**Data supplied**

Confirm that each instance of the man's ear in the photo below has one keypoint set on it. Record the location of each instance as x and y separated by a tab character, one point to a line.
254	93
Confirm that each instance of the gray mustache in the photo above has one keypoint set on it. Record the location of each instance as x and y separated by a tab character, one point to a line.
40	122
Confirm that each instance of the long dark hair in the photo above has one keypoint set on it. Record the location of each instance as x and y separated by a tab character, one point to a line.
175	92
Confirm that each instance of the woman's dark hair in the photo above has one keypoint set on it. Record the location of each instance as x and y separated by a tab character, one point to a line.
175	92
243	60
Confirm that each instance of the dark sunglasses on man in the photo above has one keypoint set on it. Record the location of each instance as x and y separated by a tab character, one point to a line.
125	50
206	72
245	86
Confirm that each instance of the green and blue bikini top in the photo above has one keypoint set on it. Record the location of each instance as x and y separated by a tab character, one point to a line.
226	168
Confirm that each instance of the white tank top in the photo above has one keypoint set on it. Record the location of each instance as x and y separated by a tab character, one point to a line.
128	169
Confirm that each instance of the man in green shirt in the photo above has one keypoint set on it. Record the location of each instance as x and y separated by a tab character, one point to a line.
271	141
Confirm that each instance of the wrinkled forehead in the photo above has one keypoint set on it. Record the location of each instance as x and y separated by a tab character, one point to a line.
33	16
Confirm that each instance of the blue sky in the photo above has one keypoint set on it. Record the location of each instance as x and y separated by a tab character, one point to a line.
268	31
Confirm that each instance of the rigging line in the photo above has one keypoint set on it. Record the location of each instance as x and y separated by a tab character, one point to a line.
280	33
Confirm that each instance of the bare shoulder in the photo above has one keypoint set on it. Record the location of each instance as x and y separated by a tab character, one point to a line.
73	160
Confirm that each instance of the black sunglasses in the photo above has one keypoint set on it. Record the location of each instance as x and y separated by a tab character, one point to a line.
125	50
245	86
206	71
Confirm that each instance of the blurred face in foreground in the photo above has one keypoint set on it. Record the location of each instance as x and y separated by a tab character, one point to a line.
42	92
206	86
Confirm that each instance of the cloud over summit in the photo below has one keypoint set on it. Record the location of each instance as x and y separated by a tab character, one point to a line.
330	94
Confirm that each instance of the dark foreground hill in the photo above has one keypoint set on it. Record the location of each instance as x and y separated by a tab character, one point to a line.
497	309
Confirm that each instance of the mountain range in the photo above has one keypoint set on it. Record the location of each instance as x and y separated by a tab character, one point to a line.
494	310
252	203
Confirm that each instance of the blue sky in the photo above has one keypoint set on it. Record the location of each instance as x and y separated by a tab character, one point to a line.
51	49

**Set task**
Print the listing above in its entirety, with every line exact.

**Exercise output**
Confirm that each instance of the man's ear in the photo below has one keypoint set on it. Record the location of each instance as x and y separated by a tab character, one point to a line.
254	93
Confirm that each instance of the gray mustache in the photo above has one keypoint set on it. Record the location of each instance as x and y separated by a tab character, one point to a line.
40	122
Confirm that each instance of the long dark hair in the photo above has one keypoint set on it. Record the location of each instance as x and y separated by a tab character, one point to a line.
175	92
Confirm that each instance of the woman's dark hair in the photo above has one keypoint set on it. Record the location of each instance as x and y separated by a tab character, one point to a line.
175	92
243	60
Confirm that each instance of the dark sunglasses on man in the photo above has one keypoint set on it. Record the location of each instance as x and y separated by a tab character, one point to a line.
125	50
206	72
245	86
Confirm that each instance of the green and blue bikini top in the photo above has one keypoint set on it. Record the location of each instance as x and y separated by a tab character, one point to a line.
226	168
Confirm that each instance of the white tank top in the photo above has one keypoint set on it. Record the location of each instance as x and y separated by a tab character, one point to a line.
128	169
Confirm that each instance of the man in green shirt in the photo above has one keypoint set on it. Record the location of each instance as x and y separated by a tab character, one point to a line.
271	141
Confirm that each instance of the wrinkled forehead in the photo above has one keypoint set on it. Record the location of each instance as x and y separated by a tab character, one point to a line.
33	16
Confirm that each instance of the blue sky in the photo above has one keypoint set on it. Record the location of each instance as x and y separated by a tab character, one point to a line.
268	31
Confirm that each instance of the rigging line in the photo above has one keypoint set on it. Record the location of each instance as x and y separated by a tab character, one point to a line.
280	33
Confirm that each instance of the bare shoulder in the photo above has one keypoint set on it. Record the location of each instance as x and y separated by a tab character, one point to a line.
73	160
Confirm that each instance of the black sunglasses in the photo above has one keypoint set on it. Record the location of each instance as x and y separated by a tab character, one point to a line.
125	50
245	86
206	71
Confirm that each instance of the blurred face in foreground in the photo above has one keypoint set on it. Record the location of each instance as x and y separated by a tab character, one point to a line.
42	92
206	86
Confirm that each instance of the cloud over summit in the photo below has one keypoint set on it. Record the location of each instance as x and y separated by a tab character, one point to a line.
330	94
Confirm that each instance of the dark foreground hill in the photo above has one keypoint set on it. Record the location of each instance as x and y separated by a tab character, one point to a line.
497	309
Confirm that each instance of the mountain range in the photo above has one keypoint set on it. Record the location of each instance as x and y separated by a tab character, one point to a line.
494	310
252	203
Confirm that each instance of the blue sky in the photo above has one keypoint set on it. Record the location of each instance as x and y separated by a tab character, one point to a line.
51	49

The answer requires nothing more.